## ARTICLE

I like this quote from Alanon.
Living in the past is VICTIM, Living in the future is MANIPULATING. Live in the present.

Being content is an incredible experience. I have gratitude for the full life I live today. I can enjoy the fruits of this moment in the past I lived in lack of.............

“Be yourself because everyone else is taken.” Oscar Wilde



Saturday, April 23, 2011

Freedom

The topic tonight was anger. The speaker spoke of his well of anger which bubbles up from time to time. He watches it and tries not to ride the dragon or be a slave to his emotions. He is active in his recovery and I have been given alot of support from his experience, strength and hope.

I turned my anger inward which surfaced as depression. I was afraid of my anger my emotions were deeply hidden. It has taken quite a bit of time to bring them forth into my life into this moment. My parents did not hide their anger, in fact it was one of the few feelings that surfaced constantly.
My father was a violent man, cars were wrecked, my parents hit one another and I listened in fear. Some nights I wasn,t sure if my mother would be alive in the morning. At eighteen I left and never came back to my parents home.

My husband a work-aholic is also an angry man. I would tip toe around his feelings trying to avoid his down days. If he was mad I was mad it was horrible and I felt like a slave to his emotions. It was one of the lowest points in my life the year I came back into the rooms.

## EXERCISE REQUIREMENTS
• a. Rewrite the post from "Saturday, April 23, 2011" to "that surfaced constantly.", putting "presenter" in place of "speaker".
• b. Condense the paragraph of the post that begins "The topic tonight was anger" into two sentences that keep its main facts.

## SUPPLIED INFORMATION
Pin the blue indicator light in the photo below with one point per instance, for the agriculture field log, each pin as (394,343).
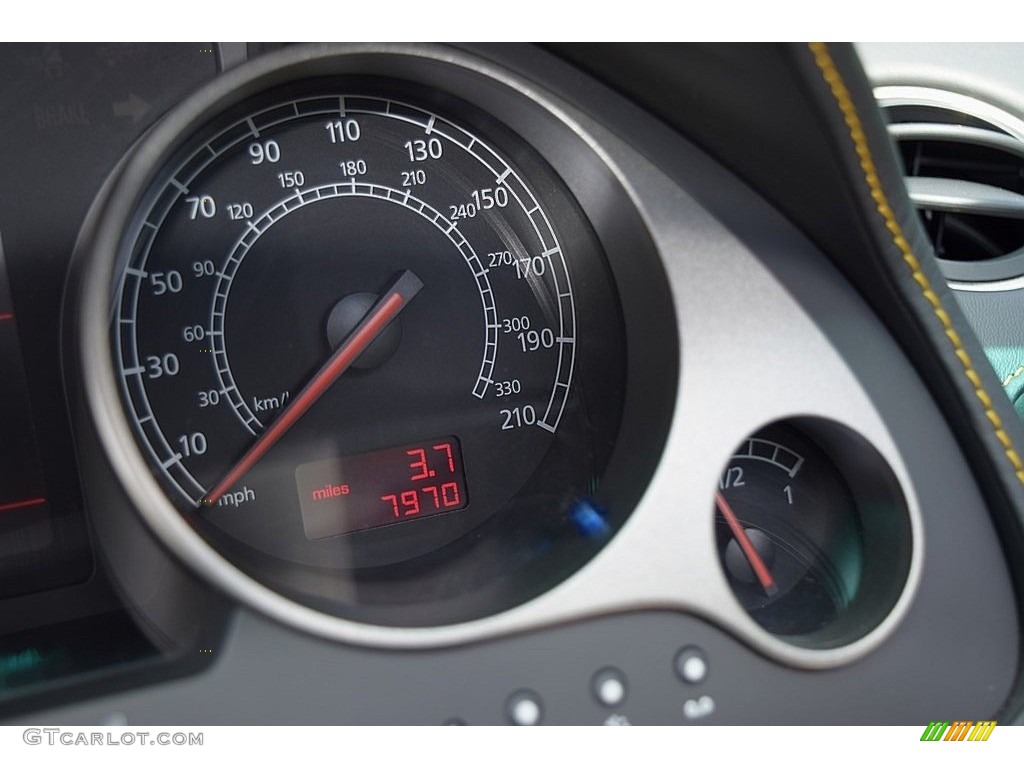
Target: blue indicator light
(589,519)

## EXERCISE ANSWERS
• a.
Saturday, April 23, 2011

Freedom

The topic tonight was anger. The presenter spoke of his well of anger which bubbles up from time to time. He watches it and tries not to ride the dragon or be a slave to his emotions. He is active in his recovery and I have been given alot of support from his experience, strength and hope.

I turned my anger inward which surfaced as depression. I was afraid of my anger my emotions were deeply hidden. It has taken quite a bit of time to bring them forth into my life into this moment. My parents did not hide their anger, in fact it was one of the few feelings that surfaced constantly.

• b. The topic tonight was anger, and the speaker described a well of anger in him that bubbles up at times, which he watches so as not to ride the dragon or be a slave to his emotions. He is active in his recovery, and I have received a lot of support from his experience, strength and hope.